Where there is flex, it is very often important to spread forces over as large an area of a given piece as possible. In the case of any given steerer tube, this is the state that likely exists with a big stack of spacers. The entire length of the steerer is allowed to flex just a tad if the stack is slipping a bit on each interface. Locking those spacers together, or making them one solid piece, would focus ALL of that force in two places; the base of the stem clamp and quite a bit at the top bearing. Theory, indeed.

The more I think about it, the more I am drawn back to the much castigated and maligned riser stem as the best solution. Not many 31.8 risers out there.....


----------



## bikeabuser (Aug 12, 2012)

IMO,
A riser stem offers the best interface to the steerer tube, if you just need a bit of rise.
And,
If you want to maintain that low stand-over heigh, high handlebar situation, and need more than what is currently offered, the other choice is a high-rise handlebar.

*The BMX guys/Gals torque the heck out of their stuff, and they don't seem to have a problem with a high-rise handlebar.*

Also,
IMHO,
Stacking spacers, or using an extra thick spacer, is just asking for trouble.

It's no different than stacking a bunch of washers onto a bolted assembly, because you can't/won't locate a proper length fastener.


----------



## dgw2jr (Aug 17, 2011)

Amazon.com: Dimension 31.8 110mm 125 Degree Black Stem: Sports & Outdoors

Dimension makes some weird stuff. I had an old Dimension stem that was 125mm 35 degree rise. Looked ridiculous and the bolts were huge!

I believe there is no substitute for a taller head tube. The spacers and stem can get your hands where they need to be but they can't reduce the amount of stress and torque on the steerer or headset bearings.


----------



## TrailMaker (Sep 16, 2007)

Indeed;

There are some of the companies out on the fringes that make some funky stuff, Dimension being one of them.

Do realize that the third of the front ends that I pictured above is already with a 7" HT!!!

Contemplating the BMX route takes me back to the dreaded days when I stripped out stems regularly because they just wouldn't hold. Those that did hold (or that I welded!) often snapped! In the pre-BMX craze dayz, it was a real treat to score a Schwinn cast stem!


----------



## dgw2jr (Aug 17, 2011)

TrailMaker said:


> Indeed;
> 
> There are some of the companies out on the fringes that make some funky stuff, Dimension being one of them.
> 
> ...


I only see the one pic in your original post. The other post with attached images is empty...


----------



## TrailMaker (Sep 16, 2007)

Damnn things...

I use different browsers and see one pic or the other! :madman:


----------



## Saddle Up (Jan 30, 2008)

Surly says this...

"How many stack spacers can I use on my Surly fork?Hey, go nuts. Seriously, these are beefy steel steer tubes and there is no lawyer breathing down our collective necks saying you can only have a couple of spacers. Geek out, stack 'er all the way up if you like."


----------

+-------+

Tasks |
**a)** Answer these questions using the forum thread:
(i) How long was the old Dimension stem that dgw2jr once had, and how much rise did it have?
(ii) What does bikeabuser compare stacking spacers to?
(iii) What head tube length does TrailMaker say the third front end pictured already has?
**b)** Restate the forum thread from "The more I think" up to and including "is a high-rise handlebar.", substituting "raised stem" for "riser stem".
**c)** Does each statement agree with the forum thread? Answer yes or no, and quote the words that decide it.
(i) Surly tells riders to limit how many spacers go on its forks.
(ii) dgw2jr believes nothing can take the place of a taller head tube.
(iii) bikeabuser says BMX riders seem to have trouble with high-rise handlebars.

Point labeling examples |
+-------+

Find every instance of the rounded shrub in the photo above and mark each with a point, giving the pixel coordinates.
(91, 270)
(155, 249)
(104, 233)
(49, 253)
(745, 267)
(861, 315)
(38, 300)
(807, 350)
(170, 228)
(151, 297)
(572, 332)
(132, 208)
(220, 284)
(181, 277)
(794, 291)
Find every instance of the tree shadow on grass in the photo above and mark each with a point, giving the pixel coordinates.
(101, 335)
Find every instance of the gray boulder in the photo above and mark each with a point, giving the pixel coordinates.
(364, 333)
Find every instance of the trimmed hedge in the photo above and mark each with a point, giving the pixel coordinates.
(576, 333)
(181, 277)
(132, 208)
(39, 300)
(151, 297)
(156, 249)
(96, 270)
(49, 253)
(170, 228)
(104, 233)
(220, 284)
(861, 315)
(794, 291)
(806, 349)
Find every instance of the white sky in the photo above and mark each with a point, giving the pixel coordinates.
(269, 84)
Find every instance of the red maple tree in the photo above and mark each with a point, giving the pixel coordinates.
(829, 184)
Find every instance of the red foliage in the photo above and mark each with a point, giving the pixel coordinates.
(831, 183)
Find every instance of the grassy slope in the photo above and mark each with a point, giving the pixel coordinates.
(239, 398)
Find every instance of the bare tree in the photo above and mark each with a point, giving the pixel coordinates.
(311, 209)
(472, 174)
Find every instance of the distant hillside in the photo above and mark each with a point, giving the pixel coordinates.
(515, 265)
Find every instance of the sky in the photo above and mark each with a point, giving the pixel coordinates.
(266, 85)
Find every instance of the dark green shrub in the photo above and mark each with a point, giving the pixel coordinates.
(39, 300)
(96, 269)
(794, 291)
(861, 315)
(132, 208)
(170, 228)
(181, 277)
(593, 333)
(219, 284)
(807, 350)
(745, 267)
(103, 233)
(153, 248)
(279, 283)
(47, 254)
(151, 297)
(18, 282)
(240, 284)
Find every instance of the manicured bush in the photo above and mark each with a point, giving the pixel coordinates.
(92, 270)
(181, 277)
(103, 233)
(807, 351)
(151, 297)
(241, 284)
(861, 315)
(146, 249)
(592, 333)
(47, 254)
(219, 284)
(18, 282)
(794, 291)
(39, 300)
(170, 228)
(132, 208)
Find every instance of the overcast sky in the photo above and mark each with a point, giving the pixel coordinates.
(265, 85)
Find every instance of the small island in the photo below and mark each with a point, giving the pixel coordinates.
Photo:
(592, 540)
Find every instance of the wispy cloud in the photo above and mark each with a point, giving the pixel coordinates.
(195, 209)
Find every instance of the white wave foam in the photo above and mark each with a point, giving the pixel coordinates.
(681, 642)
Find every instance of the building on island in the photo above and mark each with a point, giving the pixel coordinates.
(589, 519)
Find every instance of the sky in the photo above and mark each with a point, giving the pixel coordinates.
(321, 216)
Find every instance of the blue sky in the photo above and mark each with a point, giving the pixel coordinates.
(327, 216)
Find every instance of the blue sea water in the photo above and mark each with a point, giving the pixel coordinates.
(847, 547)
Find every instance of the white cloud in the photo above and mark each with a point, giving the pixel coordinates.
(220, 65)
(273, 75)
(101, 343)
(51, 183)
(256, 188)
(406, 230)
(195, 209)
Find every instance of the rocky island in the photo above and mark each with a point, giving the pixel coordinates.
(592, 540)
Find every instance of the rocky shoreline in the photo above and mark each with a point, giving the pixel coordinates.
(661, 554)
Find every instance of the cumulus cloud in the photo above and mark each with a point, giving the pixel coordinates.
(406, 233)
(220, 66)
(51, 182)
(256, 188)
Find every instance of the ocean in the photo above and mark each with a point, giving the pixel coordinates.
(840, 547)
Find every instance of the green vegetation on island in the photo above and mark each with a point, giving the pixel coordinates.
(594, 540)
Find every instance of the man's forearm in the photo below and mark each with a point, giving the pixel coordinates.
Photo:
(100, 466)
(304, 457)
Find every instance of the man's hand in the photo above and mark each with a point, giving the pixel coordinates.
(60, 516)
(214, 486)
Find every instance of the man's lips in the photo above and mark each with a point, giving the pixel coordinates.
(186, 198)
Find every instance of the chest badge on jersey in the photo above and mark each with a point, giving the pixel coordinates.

+-------+

Set of answers |
**a)**
(i) It was 125mm long with a 35 degree rise.
(ii) Stacking a bunch of washers onto a bolted assembly because you can't or won't find a proper length fastener.
(iii) A 7" head tube.

**b)**
The more I think about it, the more I am drawn back to the much castigated and maligned raised stem as the best solution. Not many 31.8 risers out there.....


----------



## bikeabuser (Aug 12, 2012)

IMO,
A raised stem offers the best interface to the steerer tube, if you just need a bit of rise.
And,
If you want to maintain that low stand-over heigh, high handlebar situation, and need more than what is currently offered, the other choice is a high-rise handlebar.

**c)**
(i) No: "Hey, go nuts."
(ii) Yes: "I believe there is no substitute for a taller head tube."
(iii) No: "they don't seem to have a problem with a high-rise handlebar."